SHORT EXERCISE A =>
In the region labeling rows, copy these lines word for word, beginning at the line that contains "As a warehouse robot's perception module, locate car trunk" and stopping after the line that contains "90, 169, 153, 209".

PAGE EXTRACT =>
Screens of Change
At Sarajevo’s Film Festival, politics trumps glamour
Sep 02, 2011

A skull from a mass grave at the Prijedor exhumation site | Film still: Vladimir Tomić, My Lost Generation (Photo: )
The bar of Kino Kriterion is brimming with people; the cool of its chessboard floor tiles and monochromatic, 1960s interior is matched by the crowd: little black dresses, angular haircuts, scarlet lipstick. This invitation-only reception could almost be taking place at the Berlinale, were it not for the cheap high-heels and unpretentious atmosphere.
There are other differences too: the Sarajevo Film Festival still has a newcomer’s urge for recognition by the international film world, epitomized by this year’s unintelligible honorary award for Angelina Jolie.
It need not be so: Sarajevo’s annual festival, staged this year from 22 to 30 July, has itself been around since 1995, and its implications are much more profound than those of the jaded festivals of Cannes or Venice: the Sarajevo Film Festival was founded to "recreate the civil society of the city" after a fratricidal war which split Bosnia into a Serbian part, and a Croatian and Muslim part, united under a shaky – and currently absent – federal government. Through its fund for cross-border collaborations and its competition screenings of documentary, short, and feature films from South Eastern Europe - including Austria, Greece, Turkey, Cyprus and Malta, alongside the Balkan countries - the festival has sought to counter the region’s fragmentation.
But how much can a film festival really do to reconcile Bosnia’s torn society?
Party politics
The festival’s most visible success is in turning Sarajevo into a big party: Beyond the exclusivity of Kino Kriterion, the streets are filled with people, spilling out of bars and clustering around elegant, white festival tents peddling booze and house music. It is this buoyant atmosphere, more than the films, that draws the crowds to Sarajevo.

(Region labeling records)
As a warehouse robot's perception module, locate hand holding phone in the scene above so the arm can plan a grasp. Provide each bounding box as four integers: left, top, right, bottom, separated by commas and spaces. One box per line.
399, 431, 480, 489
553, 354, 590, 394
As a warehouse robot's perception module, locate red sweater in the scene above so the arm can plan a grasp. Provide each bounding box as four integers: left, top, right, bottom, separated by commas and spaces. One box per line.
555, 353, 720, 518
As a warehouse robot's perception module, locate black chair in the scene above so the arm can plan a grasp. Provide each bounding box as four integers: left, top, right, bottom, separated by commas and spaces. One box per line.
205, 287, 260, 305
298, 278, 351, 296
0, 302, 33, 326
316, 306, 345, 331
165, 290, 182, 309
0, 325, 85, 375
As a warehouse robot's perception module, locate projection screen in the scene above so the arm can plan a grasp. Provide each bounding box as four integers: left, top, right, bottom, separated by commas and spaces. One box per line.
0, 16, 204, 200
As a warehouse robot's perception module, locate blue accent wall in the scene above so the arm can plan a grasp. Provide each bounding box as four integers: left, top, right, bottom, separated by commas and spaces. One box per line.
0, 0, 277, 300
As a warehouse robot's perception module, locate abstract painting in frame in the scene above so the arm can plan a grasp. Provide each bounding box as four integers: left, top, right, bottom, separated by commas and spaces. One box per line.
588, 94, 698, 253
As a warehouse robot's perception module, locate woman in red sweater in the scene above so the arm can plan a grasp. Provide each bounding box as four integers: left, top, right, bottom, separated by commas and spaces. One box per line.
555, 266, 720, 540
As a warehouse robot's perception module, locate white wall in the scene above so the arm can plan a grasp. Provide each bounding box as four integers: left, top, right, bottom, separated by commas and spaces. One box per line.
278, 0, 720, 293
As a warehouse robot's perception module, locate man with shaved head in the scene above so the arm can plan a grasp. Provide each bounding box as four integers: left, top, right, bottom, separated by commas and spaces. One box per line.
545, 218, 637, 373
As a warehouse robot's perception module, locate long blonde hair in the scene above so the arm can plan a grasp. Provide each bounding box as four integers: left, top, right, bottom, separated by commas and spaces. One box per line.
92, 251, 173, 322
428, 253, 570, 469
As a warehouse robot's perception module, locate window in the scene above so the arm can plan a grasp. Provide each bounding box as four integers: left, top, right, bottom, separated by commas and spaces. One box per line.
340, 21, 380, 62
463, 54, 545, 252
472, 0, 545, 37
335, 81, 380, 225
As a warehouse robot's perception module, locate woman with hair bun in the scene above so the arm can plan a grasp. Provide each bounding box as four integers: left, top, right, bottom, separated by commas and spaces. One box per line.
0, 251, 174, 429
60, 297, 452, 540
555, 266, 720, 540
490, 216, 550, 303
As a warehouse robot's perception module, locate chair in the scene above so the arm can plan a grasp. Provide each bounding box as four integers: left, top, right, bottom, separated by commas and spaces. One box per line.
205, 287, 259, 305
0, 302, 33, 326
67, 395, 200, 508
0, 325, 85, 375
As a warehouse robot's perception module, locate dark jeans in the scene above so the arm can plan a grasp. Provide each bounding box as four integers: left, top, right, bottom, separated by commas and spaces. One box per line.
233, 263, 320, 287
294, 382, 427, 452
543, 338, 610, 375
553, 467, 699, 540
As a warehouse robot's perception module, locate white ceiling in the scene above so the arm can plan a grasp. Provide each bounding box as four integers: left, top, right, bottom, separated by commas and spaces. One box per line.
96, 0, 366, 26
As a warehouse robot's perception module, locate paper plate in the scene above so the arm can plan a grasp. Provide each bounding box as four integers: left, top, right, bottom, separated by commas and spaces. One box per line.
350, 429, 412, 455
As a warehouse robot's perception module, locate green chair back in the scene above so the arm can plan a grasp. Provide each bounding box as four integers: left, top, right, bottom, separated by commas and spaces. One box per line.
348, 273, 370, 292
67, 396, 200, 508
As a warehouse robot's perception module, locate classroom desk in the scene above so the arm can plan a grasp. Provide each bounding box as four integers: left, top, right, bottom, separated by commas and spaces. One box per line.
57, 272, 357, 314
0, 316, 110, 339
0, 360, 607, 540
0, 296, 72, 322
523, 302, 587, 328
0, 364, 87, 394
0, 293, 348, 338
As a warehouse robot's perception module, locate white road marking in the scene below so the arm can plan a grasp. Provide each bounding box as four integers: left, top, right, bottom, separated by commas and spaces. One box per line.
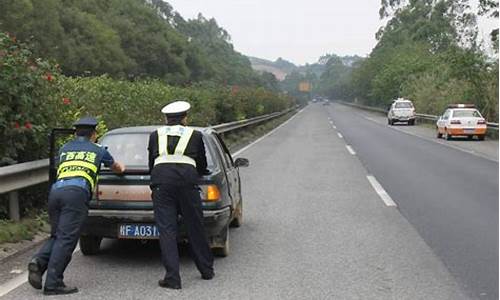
231, 107, 306, 157
345, 145, 356, 155
366, 175, 397, 206
0, 271, 28, 297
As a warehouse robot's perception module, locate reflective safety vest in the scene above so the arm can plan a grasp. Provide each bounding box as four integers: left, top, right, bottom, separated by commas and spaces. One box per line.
57, 151, 98, 191
154, 125, 196, 168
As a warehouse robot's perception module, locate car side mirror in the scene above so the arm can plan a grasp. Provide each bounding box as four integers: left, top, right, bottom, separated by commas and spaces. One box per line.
234, 157, 250, 168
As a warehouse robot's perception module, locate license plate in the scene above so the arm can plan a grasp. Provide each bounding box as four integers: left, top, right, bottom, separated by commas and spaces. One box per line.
118, 224, 160, 239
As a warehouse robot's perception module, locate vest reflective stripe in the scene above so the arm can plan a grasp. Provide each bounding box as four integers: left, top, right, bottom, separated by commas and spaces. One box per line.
57, 160, 97, 190
57, 160, 97, 173
155, 125, 196, 167
57, 171, 95, 190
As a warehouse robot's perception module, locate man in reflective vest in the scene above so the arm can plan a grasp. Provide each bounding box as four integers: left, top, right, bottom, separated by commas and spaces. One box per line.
148, 101, 214, 289
28, 117, 125, 295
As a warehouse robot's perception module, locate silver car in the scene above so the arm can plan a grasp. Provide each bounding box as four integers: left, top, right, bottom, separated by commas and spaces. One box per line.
387, 98, 415, 125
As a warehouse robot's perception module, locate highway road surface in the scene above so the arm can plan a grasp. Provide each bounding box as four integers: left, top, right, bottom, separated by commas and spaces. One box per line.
0, 104, 498, 299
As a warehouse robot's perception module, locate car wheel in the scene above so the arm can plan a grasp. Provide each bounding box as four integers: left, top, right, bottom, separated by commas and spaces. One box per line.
443, 128, 451, 141
80, 235, 102, 255
212, 226, 229, 257
229, 199, 243, 227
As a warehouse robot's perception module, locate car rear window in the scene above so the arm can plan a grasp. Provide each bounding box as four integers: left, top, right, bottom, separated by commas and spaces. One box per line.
101, 133, 215, 171
453, 109, 481, 118
394, 102, 413, 108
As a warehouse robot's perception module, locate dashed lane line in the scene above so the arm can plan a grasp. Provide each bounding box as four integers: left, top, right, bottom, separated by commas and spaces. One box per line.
345, 145, 356, 155
366, 175, 397, 207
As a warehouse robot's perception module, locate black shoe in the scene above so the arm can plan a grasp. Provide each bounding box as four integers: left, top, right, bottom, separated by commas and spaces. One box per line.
43, 286, 78, 296
28, 258, 42, 290
201, 272, 215, 280
158, 279, 181, 290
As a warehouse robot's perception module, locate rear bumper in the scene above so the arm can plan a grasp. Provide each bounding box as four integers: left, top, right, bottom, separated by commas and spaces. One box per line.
390, 116, 415, 122
448, 127, 486, 135
81, 207, 231, 239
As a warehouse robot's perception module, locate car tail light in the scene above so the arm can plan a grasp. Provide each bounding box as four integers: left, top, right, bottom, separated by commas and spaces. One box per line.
200, 184, 220, 202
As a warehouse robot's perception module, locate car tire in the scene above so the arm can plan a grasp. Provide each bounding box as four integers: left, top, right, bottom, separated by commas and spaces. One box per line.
436, 128, 443, 139
229, 199, 243, 228
80, 235, 102, 255
443, 128, 452, 141
212, 226, 229, 257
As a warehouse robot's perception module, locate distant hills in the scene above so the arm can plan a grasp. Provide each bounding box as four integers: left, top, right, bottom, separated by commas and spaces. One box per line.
248, 56, 297, 81
248, 54, 363, 81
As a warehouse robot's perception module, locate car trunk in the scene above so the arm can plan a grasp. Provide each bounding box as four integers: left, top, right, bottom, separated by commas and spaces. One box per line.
394, 108, 413, 117
90, 169, 153, 209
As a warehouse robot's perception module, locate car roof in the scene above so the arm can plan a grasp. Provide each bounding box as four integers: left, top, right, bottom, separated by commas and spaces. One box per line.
105, 125, 214, 135
448, 107, 478, 111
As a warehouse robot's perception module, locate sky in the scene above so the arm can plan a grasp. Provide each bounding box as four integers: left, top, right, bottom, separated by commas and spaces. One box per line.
167, 0, 498, 65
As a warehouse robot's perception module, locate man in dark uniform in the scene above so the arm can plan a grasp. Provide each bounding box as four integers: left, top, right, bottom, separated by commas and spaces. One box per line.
28, 117, 125, 295
148, 101, 214, 289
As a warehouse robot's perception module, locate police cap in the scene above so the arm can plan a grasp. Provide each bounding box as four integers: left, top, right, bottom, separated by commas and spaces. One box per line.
73, 117, 97, 128
161, 100, 191, 117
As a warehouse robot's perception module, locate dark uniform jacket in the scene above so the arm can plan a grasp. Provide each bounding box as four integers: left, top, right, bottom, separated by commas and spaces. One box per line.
148, 126, 209, 185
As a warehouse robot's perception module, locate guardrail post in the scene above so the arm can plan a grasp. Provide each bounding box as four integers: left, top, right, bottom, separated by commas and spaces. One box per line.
9, 191, 21, 221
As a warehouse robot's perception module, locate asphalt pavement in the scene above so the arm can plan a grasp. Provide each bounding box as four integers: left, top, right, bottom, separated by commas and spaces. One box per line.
328, 104, 498, 299
0, 105, 476, 299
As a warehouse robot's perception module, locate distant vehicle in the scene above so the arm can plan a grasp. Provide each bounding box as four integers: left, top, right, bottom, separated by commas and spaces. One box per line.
387, 98, 415, 125
80, 126, 248, 256
436, 104, 487, 141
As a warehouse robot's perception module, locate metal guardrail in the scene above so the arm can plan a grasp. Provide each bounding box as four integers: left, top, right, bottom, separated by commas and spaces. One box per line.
0, 107, 296, 221
336, 101, 498, 131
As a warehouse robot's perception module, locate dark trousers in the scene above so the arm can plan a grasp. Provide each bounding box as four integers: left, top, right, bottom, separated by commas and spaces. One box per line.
34, 186, 89, 289
152, 184, 214, 284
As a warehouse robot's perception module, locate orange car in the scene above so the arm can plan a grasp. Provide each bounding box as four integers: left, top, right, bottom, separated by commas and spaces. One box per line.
436, 104, 487, 140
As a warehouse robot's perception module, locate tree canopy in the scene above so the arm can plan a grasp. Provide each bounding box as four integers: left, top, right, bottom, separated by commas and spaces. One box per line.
0, 0, 265, 86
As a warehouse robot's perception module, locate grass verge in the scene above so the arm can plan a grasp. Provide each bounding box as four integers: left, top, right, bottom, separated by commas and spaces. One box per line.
0, 212, 50, 245
223, 112, 296, 152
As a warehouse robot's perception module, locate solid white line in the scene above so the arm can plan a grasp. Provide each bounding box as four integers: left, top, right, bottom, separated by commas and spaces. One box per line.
231, 107, 306, 157
345, 145, 356, 155
0, 271, 28, 297
366, 175, 397, 206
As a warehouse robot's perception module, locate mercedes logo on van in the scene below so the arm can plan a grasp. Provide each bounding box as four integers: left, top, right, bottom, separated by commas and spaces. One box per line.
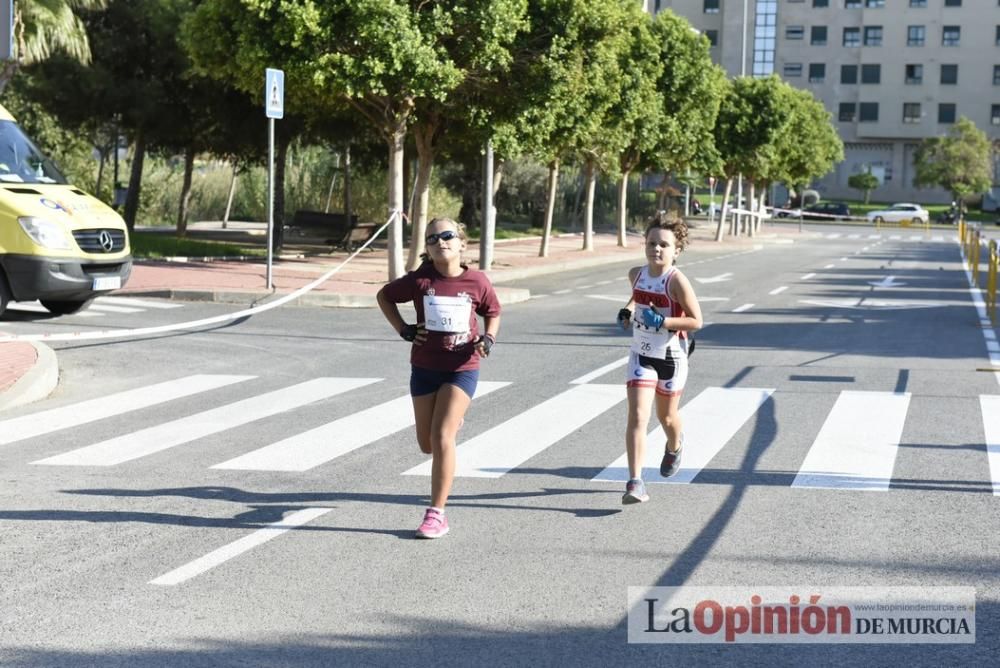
97, 230, 115, 253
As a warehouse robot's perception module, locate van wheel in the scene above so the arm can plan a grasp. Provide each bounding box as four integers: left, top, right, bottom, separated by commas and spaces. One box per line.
40, 297, 94, 315
0, 272, 12, 315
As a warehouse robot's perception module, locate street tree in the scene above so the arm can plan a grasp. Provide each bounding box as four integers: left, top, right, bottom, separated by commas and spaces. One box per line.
847, 169, 880, 204
913, 116, 993, 202
0, 0, 107, 93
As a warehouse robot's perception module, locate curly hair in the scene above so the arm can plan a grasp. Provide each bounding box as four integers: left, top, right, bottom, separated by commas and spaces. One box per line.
644, 211, 688, 250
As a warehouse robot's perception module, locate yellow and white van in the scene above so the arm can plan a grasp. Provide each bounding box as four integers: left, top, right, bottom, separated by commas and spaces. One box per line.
0, 106, 132, 315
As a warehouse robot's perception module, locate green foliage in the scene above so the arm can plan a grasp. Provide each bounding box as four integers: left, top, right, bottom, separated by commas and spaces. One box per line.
913, 116, 993, 201
847, 171, 879, 204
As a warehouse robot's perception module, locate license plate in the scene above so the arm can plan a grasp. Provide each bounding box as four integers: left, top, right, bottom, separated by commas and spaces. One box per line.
94, 276, 122, 290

SHORT EXERCISE B =>
Translate this sentence from the article on the Sarajevo Film Festival into Spanish: "But how much can a film festival really do to reconcile Bosnia’s torn society?"

TASK ANSWER A =>
As a warehouse robot's perception module, locate car trunk in the scene above so the arm can plan a grasp. Provide each bounding box as four integers: left, top, right, bottom, separated by commas and spaces. One box per line.
394, 108, 413, 117
90, 169, 153, 209

TASK ANSWER B =>
Pero ¿cuánto puede hacer realmente un festival de cine para reconciliar la sociedad desgarrada de Bosnia?